Items from a data source:
________
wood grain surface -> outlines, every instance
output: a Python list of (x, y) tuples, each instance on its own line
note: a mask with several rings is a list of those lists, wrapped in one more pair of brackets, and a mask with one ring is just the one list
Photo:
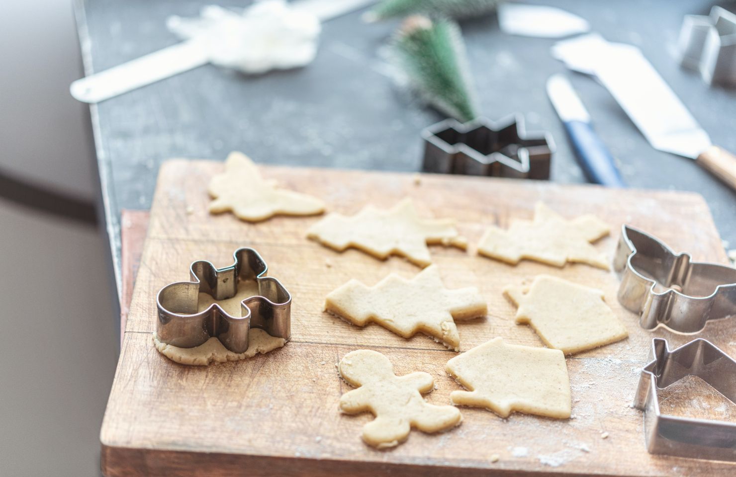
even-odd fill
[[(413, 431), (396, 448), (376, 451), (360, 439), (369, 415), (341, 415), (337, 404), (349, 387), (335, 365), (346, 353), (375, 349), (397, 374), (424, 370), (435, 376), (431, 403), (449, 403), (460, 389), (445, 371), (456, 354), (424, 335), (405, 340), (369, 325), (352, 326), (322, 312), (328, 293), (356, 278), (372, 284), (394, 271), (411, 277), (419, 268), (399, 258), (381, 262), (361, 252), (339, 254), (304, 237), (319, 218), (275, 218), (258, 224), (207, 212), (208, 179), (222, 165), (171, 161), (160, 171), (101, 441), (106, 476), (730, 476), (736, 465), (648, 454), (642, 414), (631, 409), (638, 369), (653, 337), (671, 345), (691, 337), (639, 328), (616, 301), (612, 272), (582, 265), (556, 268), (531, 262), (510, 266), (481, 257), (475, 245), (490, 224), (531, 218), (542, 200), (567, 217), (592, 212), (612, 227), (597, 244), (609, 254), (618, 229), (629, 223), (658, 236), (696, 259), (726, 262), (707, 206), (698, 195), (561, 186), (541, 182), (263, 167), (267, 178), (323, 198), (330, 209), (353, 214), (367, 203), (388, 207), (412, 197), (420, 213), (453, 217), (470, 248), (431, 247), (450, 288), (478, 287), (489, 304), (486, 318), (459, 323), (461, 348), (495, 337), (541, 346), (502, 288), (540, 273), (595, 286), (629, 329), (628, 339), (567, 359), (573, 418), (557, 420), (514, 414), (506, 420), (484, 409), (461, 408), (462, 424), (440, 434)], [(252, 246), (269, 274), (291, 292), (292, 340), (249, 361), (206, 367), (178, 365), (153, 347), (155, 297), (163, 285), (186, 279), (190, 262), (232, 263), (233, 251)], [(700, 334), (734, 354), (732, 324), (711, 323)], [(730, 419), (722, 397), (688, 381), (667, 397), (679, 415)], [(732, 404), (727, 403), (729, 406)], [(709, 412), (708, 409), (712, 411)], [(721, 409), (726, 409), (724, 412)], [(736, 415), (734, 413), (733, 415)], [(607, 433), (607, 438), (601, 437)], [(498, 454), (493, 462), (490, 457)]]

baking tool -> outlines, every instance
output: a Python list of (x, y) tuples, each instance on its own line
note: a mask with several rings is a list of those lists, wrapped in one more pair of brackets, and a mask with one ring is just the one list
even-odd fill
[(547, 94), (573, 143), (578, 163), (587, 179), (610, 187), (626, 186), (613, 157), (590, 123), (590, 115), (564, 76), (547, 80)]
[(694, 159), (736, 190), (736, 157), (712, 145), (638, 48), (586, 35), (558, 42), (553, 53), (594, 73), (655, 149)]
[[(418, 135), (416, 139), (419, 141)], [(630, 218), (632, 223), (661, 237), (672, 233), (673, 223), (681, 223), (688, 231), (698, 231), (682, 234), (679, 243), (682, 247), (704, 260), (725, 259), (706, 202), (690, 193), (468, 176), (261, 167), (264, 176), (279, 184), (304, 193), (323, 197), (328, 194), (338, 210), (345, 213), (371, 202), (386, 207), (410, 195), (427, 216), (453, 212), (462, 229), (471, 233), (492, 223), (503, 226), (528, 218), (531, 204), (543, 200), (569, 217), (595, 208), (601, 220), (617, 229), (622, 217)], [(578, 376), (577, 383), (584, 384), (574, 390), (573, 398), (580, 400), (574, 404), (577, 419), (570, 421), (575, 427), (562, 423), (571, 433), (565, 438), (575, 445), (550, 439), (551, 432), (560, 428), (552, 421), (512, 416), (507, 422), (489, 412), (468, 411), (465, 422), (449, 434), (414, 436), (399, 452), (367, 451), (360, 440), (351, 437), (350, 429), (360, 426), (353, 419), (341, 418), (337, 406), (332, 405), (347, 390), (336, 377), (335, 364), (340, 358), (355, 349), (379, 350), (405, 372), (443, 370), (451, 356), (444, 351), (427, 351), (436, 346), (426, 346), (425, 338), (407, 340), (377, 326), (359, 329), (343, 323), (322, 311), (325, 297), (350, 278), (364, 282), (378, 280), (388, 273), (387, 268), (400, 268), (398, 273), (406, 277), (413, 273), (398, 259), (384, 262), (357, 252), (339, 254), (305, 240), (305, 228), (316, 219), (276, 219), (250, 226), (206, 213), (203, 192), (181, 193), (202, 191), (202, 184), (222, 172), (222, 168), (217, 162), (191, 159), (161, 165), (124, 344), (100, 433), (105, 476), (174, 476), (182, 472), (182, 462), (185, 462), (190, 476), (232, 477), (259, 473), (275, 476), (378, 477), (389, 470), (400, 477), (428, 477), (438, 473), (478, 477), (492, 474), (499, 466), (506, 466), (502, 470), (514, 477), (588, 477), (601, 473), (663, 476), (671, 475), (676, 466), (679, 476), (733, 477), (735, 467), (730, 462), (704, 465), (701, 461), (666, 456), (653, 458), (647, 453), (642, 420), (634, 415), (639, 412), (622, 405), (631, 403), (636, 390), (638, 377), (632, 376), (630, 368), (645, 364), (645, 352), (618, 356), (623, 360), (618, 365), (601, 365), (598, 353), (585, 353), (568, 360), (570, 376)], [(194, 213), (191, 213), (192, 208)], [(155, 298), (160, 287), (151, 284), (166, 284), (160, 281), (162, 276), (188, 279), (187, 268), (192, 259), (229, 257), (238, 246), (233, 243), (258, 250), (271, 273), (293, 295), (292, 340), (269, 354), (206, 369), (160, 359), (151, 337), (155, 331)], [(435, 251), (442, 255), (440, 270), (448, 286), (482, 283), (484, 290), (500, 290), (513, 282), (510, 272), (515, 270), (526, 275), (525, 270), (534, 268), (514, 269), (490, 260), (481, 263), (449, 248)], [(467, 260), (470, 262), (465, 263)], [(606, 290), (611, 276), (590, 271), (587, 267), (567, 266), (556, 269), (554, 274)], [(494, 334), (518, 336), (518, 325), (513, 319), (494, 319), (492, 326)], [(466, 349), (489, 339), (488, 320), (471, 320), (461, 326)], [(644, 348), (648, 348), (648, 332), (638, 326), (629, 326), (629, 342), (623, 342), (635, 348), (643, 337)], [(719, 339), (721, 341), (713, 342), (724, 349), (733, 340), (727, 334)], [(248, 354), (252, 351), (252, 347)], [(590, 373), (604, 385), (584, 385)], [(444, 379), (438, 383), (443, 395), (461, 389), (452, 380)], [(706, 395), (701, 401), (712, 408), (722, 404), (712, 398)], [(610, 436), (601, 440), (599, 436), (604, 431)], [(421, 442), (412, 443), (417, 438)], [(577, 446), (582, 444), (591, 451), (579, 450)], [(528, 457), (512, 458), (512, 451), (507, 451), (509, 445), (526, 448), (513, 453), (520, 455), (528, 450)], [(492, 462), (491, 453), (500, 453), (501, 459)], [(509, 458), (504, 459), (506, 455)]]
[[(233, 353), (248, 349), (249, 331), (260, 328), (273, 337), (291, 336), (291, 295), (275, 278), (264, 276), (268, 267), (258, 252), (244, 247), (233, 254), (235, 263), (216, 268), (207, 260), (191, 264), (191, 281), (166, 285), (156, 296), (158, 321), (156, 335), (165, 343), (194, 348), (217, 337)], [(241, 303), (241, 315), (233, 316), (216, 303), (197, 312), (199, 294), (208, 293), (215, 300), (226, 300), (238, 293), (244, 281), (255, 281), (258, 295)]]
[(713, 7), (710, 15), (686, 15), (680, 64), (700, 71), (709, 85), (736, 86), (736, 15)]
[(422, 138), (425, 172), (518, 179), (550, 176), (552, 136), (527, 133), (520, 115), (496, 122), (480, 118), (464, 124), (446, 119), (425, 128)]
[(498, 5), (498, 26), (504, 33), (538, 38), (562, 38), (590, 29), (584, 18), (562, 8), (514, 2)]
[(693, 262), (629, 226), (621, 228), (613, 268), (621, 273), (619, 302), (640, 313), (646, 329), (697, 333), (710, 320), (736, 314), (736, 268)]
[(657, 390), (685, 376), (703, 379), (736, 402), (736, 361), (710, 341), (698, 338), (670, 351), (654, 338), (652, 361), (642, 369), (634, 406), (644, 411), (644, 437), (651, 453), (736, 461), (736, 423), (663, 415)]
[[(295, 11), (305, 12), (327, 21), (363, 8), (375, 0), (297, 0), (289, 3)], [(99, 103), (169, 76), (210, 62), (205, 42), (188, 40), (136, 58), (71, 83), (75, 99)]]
________
### REQUEST
Reproduce the stretch of the items from the line containing "baking tool -> outlines, every instance" through the line containing "73), (655, 149)]", including both of those lines, without any changes.

### WRITTEN SOLUTION
baking tool -> outlines, every instance
output: a Python list of (x, y) tuples, each instance on its own line
note: a mask with several rings is a list of those lists, wrapped in one more pair of brackets, and a mask with one ring is just the one list
even-odd fill
[(547, 94), (573, 143), (578, 163), (587, 179), (610, 187), (626, 186), (613, 157), (590, 123), (590, 115), (564, 76), (547, 80)]
[(694, 159), (736, 190), (736, 157), (712, 145), (638, 48), (586, 35), (558, 42), (553, 53), (594, 73), (655, 149)]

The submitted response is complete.